→ Instructions to follow
Give the part of the records that opens with the line containing "of the white" and runs through the end as a numbered list, leaving out any blank lines.
※ ※ ※
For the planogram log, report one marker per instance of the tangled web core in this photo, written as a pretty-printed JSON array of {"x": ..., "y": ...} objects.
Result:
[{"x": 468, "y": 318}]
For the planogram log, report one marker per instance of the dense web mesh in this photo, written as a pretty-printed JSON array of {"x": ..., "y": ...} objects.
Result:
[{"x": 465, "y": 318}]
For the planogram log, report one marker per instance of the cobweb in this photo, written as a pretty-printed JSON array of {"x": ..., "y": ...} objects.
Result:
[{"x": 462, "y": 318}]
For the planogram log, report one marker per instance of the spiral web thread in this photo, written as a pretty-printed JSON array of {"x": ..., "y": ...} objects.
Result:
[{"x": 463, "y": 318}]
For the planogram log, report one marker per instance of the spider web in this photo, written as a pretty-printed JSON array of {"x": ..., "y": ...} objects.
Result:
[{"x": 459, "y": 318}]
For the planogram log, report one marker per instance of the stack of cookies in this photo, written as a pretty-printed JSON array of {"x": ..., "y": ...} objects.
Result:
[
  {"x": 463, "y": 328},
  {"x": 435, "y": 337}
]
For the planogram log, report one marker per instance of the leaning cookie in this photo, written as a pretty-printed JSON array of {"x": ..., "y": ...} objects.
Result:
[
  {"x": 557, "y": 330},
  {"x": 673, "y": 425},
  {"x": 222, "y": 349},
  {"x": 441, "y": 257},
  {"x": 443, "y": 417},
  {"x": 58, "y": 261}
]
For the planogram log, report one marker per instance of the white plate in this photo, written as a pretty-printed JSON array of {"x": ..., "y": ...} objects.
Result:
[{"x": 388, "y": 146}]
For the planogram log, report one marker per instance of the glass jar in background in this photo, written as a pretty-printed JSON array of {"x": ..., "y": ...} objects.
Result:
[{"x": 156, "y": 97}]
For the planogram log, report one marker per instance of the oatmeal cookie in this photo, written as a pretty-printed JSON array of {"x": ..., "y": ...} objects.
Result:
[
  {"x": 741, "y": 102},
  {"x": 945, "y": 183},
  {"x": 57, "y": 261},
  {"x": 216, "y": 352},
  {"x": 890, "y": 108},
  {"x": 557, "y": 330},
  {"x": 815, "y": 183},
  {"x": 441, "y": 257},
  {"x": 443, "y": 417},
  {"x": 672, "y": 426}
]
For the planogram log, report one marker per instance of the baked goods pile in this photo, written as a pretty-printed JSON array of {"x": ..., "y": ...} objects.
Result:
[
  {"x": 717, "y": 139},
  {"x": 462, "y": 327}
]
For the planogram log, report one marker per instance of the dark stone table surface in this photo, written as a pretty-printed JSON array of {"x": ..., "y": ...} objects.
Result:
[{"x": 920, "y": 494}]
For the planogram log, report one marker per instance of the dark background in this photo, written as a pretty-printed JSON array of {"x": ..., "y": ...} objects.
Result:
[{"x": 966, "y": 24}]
※ ※ ※
→ Output of the task
1. For the planogram log, report one marker per instance of the white plate in this photo, written as a pretty-printed JSON array of {"x": ..., "y": ...} objects.
2. Result:
3. [{"x": 388, "y": 146}]
4. For the planogram log, report one marker per instance of the glass jar in background in this photo, written as a pretty-printed JSON array of {"x": ..., "y": ...} objects.
5. Result:
6. [{"x": 156, "y": 97}]
7. For the planogram log, report one marker per instance of the oatmeal cookie in this photo, written as a pretty-printed JSON array of {"x": ..., "y": ...} objects.
8. Result:
9. [
10.   {"x": 741, "y": 102},
11.   {"x": 945, "y": 183},
12.   {"x": 57, "y": 261},
13.   {"x": 216, "y": 352},
14.   {"x": 890, "y": 108},
15.   {"x": 557, "y": 330},
16.   {"x": 815, "y": 183},
17.   {"x": 441, "y": 257},
18.   {"x": 443, "y": 417},
19.   {"x": 672, "y": 426}
20. ]
21. For the planogram log, report one marker per instance of the baked goods pile in this photo, written as a pretty-printed JSON array of {"x": ..., "y": ...} objects.
22. Result:
23. [
24.   {"x": 717, "y": 139},
25.   {"x": 462, "y": 327}
26. ]
27. For the planogram log, report one marker per instance of the dark stone table surface in this photo, written as a pretty-printed JSON array of {"x": ..., "y": ...} objects.
28. Result:
29. [{"x": 920, "y": 494}]
30. For the planogram log, report one marker per instance of the dark background in this photo, written as a pretty-printed JSON array of {"x": ..., "y": ...} objects.
31. Result:
32. [{"x": 966, "y": 24}]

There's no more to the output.